Outline labeling entries:
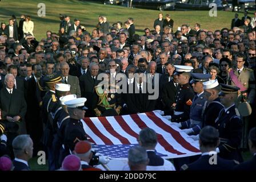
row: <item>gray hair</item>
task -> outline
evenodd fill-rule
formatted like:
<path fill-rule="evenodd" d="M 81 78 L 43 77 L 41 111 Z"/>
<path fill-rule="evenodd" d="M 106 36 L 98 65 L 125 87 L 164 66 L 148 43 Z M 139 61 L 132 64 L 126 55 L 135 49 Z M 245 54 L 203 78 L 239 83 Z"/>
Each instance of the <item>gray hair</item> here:
<path fill-rule="evenodd" d="M 128 160 L 131 165 L 146 164 L 147 160 L 147 151 L 142 147 L 134 147 L 128 151 Z"/>
<path fill-rule="evenodd" d="M 157 144 L 157 137 L 155 131 L 146 127 L 139 132 L 139 140 L 143 147 L 155 147 Z"/>
<path fill-rule="evenodd" d="M 24 154 L 24 150 L 30 145 L 31 139 L 29 135 L 20 135 L 15 137 L 13 141 L 13 148 L 15 156 Z"/>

WORK REQUIRED:
Write out all the entries above again, requests included, but move every coordinate in the answer outlines by -5. Leave the pictures out.

RESULT BELOW:
row: <item>gray hair</item>
task -> outline
evenodd fill-rule
formatted like:
<path fill-rule="evenodd" d="M 81 78 L 43 77 L 41 111 Z"/>
<path fill-rule="evenodd" d="M 106 36 L 98 65 L 125 87 L 164 66 L 148 43 Z M 139 61 L 132 64 L 126 55 L 135 49 Z M 245 54 L 203 78 L 239 83 Z"/>
Each instance of the <item>gray hair</item> here:
<path fill-rule="evenodd" d="M 123 155 L 126 160 L 141 159 L 142 155 L 142 146 L 137 142 L 129 142 L 123 146 Z"/>
<path fill-rule="evenodd" d="M 152 139 L 152 132 L 150 126 L 141 122 L 134 127 L 134 135 L 138 142 L 150 142 Z"/>
<path fill-rule="evenodd" d="M 19 149 L 19 145 L 25 140 L 26 134 L 24 130 L 15 130 L 10 132 L 8 136 L 8 143 L 10 151 Z"/>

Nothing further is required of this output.